(Rows from a dataset of box labels)
+-------+
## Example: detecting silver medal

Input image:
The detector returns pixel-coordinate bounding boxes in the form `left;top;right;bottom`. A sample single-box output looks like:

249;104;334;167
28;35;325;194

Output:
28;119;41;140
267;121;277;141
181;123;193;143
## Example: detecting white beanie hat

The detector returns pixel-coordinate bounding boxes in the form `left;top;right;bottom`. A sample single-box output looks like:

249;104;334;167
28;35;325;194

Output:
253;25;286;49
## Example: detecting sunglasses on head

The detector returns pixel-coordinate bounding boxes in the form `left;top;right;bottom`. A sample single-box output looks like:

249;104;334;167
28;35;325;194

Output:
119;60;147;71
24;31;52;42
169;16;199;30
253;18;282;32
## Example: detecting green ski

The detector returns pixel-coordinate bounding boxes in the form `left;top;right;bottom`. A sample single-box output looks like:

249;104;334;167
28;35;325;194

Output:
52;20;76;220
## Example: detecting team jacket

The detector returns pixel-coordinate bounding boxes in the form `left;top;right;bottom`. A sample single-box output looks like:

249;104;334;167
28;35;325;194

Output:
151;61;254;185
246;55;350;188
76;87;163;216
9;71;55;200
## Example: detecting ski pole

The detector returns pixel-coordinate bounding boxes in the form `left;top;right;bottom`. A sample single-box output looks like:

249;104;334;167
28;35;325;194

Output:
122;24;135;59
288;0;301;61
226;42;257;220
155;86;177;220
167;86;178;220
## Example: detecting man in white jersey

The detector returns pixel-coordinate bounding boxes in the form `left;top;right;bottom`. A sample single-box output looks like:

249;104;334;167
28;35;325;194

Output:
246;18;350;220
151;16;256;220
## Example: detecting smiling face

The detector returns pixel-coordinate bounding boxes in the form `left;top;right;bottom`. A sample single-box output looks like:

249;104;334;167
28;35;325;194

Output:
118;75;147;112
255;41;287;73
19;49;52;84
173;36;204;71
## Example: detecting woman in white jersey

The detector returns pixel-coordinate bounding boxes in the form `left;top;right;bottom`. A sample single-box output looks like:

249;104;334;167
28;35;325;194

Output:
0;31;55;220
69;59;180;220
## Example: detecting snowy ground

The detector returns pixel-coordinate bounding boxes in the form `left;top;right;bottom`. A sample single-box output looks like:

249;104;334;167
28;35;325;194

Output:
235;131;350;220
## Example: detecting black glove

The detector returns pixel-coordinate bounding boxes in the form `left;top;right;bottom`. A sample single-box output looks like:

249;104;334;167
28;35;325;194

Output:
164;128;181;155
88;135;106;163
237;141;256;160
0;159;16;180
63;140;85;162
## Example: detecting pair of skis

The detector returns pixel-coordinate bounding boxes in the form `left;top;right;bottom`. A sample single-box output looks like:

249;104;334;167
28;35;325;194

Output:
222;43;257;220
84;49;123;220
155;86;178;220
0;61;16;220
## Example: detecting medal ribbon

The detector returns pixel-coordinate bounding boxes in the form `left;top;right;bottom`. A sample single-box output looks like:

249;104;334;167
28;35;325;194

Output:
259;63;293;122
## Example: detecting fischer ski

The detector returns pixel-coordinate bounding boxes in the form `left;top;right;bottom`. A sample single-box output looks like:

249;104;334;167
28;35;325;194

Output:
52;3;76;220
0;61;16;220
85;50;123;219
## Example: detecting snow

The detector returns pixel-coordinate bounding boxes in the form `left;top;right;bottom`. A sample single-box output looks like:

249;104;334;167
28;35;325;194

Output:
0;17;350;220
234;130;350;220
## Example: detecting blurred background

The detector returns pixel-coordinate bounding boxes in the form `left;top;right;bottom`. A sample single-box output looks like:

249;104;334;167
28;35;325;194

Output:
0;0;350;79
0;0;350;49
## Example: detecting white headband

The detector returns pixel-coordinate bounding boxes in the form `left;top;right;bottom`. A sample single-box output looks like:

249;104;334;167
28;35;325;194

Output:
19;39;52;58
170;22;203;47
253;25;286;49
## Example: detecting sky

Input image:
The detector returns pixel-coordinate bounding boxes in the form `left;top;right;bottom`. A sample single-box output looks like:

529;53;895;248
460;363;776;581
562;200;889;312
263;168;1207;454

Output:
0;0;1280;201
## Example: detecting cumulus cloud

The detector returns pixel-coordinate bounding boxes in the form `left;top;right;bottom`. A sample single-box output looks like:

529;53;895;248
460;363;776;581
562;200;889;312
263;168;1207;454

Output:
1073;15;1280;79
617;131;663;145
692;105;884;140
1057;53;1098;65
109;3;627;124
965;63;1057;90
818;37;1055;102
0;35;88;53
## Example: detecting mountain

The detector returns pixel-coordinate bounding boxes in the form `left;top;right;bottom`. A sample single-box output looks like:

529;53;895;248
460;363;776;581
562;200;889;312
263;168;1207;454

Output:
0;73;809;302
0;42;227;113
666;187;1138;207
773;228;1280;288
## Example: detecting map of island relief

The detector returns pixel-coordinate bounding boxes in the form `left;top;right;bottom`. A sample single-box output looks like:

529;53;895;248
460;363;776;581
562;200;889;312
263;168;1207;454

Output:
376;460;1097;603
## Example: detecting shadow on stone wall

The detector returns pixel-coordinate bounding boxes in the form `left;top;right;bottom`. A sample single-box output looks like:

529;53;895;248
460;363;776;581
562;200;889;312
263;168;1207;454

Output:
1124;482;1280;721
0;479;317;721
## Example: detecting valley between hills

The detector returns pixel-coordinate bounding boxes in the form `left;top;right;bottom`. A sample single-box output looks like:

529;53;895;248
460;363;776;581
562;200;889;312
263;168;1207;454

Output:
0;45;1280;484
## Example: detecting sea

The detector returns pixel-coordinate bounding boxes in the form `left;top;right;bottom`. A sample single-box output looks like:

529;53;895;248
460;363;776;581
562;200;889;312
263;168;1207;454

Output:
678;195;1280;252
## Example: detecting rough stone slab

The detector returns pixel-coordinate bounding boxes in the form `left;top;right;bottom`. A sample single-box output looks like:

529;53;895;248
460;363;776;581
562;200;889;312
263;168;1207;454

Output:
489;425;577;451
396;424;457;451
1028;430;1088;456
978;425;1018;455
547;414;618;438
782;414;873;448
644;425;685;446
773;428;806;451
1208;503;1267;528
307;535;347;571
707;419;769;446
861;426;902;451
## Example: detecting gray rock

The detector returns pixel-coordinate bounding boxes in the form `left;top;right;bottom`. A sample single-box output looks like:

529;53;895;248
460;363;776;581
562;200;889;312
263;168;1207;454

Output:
+-------+
* **Set task**: Copy out every item above, swapping "pixel-coordinate" for "image-coordinate" wherever it occurs and changing nothing else.

* **Exercise response**:
## Example: detecting silver medal

Input image:
The detector returns image-coordinate bounding boxes in the form `left;top;right;bottom`. A sample single-box output looks like:

249;104;334;167
28;35;325;194

Output:
28;119;41;140
267;121;277;141
181;123;193;143
## Example: detecting white beanie hat

The detector returns image-coordinate bounding boxes in the form `left;top;right;bottom`. A sample single-box output looks like:

249;104;334;167
28;35;325;194

Output:
253;25;286;49
## Example: detecting sunglasses on head

The detector returns image-coordinate bounding boxes in the form `left;top;right;bottom`. A sample single-box output looks like:

249;104;334;167
28;35;325;194

Output:
119;60;147;71
24;31;52;42
169;16;199;30
253;18;282;32
## Example: detecting green ski

The detector returns image-coordinate bounding boxes in the form `left;top;right;bottom`. A sample single-box output looks like:

249;104;334;167
28;35;325;194

Output:
52;20;76;220
## Example: detecting team jacket

The detector returns image-coordinate bounding boxes in the form `left;top;right;bottom`. A sample single-box output looks like:

249;104;334;167
28;35;325;194

Output:
151;61;254;185
246;55;350;188
76;87;163;216
9;71;55;200
## Example: detecting ski pole

The detector returns image-coordinate bounding boxes in the form `left;top;right;bottom`. A sample single-box output looks like:

249;104;334;167
28;35;325;194

Output:
122;24;135;59
288;0;301;61
226;42;257;220
155;86;177;220
167;86;178;220
## Example: detecting man in white jersey

The detector returns image-coordinate bounding boxes in the form `left;top;right;bottom`. A sample single-box output looks like:

249;104;334;167
28;35;325;194

Output:
246;18;350;220
151;16;256;220
## Example: detecting smiling face

The detector returns image-coordinate bounding boxes in the form `left;top;right;bottom`. A sample single-box output looks like:

249;104;334;167
28;35;325;194

Output:
118;75;147;112
255;41;287;73
19;49;52;84
173;36;204;71
## Example: detecting woman in white jersey

The detector returns image-coordinate bounding boxes in the form `left;top;right;bottom`. A sample single-box output looks like:

249;104;334;167
28;35;325;194

Output:
0;31;55;220
69;59;180;220
## Example: detecting snowy ground

The detector returns image-coordinate bounding boxes in the form `left;top;right;bottom`. A sample single-box output looks like:

249;104;334;167
28;35;325;194

Output:
235;131;350;220
## Example: detecting black glove

The detector returns image-coordinate bounding boxes in the form `left;top;right;bottom`. A sample single-box output looks like:

249;104;334;167
28;35;325;194

Output:
164;128;181;155
88;135;106;163
237;141;256;160
0;159;16;180
63;140;85;162
## Example: detecting pair of skis

The detector returns image-coordinate bounding boxes in the form `left;top;right;bottom`. A sample single-box output looks like:

249;104;334;167
28;35;325;194

Output:
222;43;257;220
84;49;123;220
155;86;178;220
0;61;16;220
## Example: detecting medal ribbon

The detector returns image-coordinate bounding boxes in the form `left;top;right;bottom`. A sample single-box output looks like:

249;104;334;167
28;35;325;194

Output:
259;63;293;122
## Example: detecting fischer ski

The detector returns image-coordinate bounding boxes in the form `left;top;right;bottom`. A sample single-box output looks like:

249;104;334;167
28;35;325;194

Output:
52;3;76;220
0;61;16;220
85;50;123;219
## Example: detecting snow

The detector returns image-coordinate bounding boxes in the form `left;top;right;bottom`. A sample single-box output looks like:

249;104;334;167
28;35;325;194

Output:
0;17;350;220
234;130;350;220
## Example: detecting blurred background

The detector returns image-coordinate bounding boxes in the form `left;top;right;bottom`. A sample single-box output looks like:

249;104;334;167
28;35;325;194

Output:
0;0;350;79
0;0;350;49
## Example: detecting white headband

The detector returns image-coordinate bounding boxes in the form `left;top;right;bottom`. A sample single-box output looks like:

249;104;334;167
28;35;325;194

Output:
19;39;52;58
170;22;203;47
253;25;286;49
## Example: detecting sky

Input image:
The detector returns image-coordinate bounding boxes in the form `left;top;right;bottom`. A sample single-box output looks like:

529;53;895;248
460;363;776;581
562;200;889;312
263;168;1207;454

Output:
0;0;1280;201
## Example: detecting cumulus cloud

The detector returns image-coordinate bounding boxes in the form `left;top;right;bottom`. A sample single-box output looks like:

529;53;895;248
460;363;776;581
562;200;889;312
263;168;1207;454

Output:
1073;15;1280;79
617;131;663;145
692;105;884;140
1057;53;1098;65
109;3;627;124
965;63;1057;90
818;37;1055;102
0;35;88;53
## Example: detecting mountain

The detector returns image-coordinate bounding boxes in the form `left;top;right;bottom`. A sample single-box output looks like:

529;53;895;248
460;363;776;581
562;200;889;312
263;168;1207;454

Output:
0;73;809;302
0;42;227;113
666;187;1138;207
773;228;1280;288
## Example: detecting map of island relief

The detector returns image-coordinate bounding boxes in the form `left;top;right;bottom`. A sample single-box output looks like:

529;53;895;248
460;363;776;581
562;200;889;312
263;168;1207;454

Output:
376;460;1097;603
## Example: detecting shadow on stone wall

The detector returns image-coordinate bounding boxes in the form `left;top;right;bottom`. A sample single-box output looks like:

529;53;895;248
460;363;776;581
562;200;889;312
263;168;1207;454

Output:
1124;482;1280;721
0;479;317;721
## Example: detecting valley between hills

The detector returns image-coordinate bounding boxes in the form `left;top;right;bottom`. A sample single-box output looks like:

529;53;895;248
460;363;776;581
562;200;889;312
263;168;1207;454

Output:
0;45;1280;484
## Example: detecting sea

The detector returns image-coordinate bounding boxes in the form `left;top;right;bottom`. A sample single-box output looks like:

529;53;895;248
460;363;776;581
562;200;889;312
263;168;1207;454

Output:
678;195;1280;252
## Example: detecting rough stone slab

The detector returns image-coordinate bounding boxes in the form `left;top;right;bottom`. A sample single-box output looks like:

529;53;895;248
460;363;776;581
562;200;889;312
263;168;1207;454

Output:
489;425;577;451
396;424;457;451
1028;430;1088;456
978;425;1018;455
547;414;618;438
782;414;873;448
644;425;685;446
773;428;806;451
1208;503;1267;528
307;535;347;571
707;419;769;446
861;426;902;451
## Example: detecting gray rock

The detector returns image-coordinate bounding boxes in the form `left;top;right;bottom`. A sample single-box output looks like:

529;53;895;248
460;363;776;581
562;200;889;312
263;168;1207;454

Output:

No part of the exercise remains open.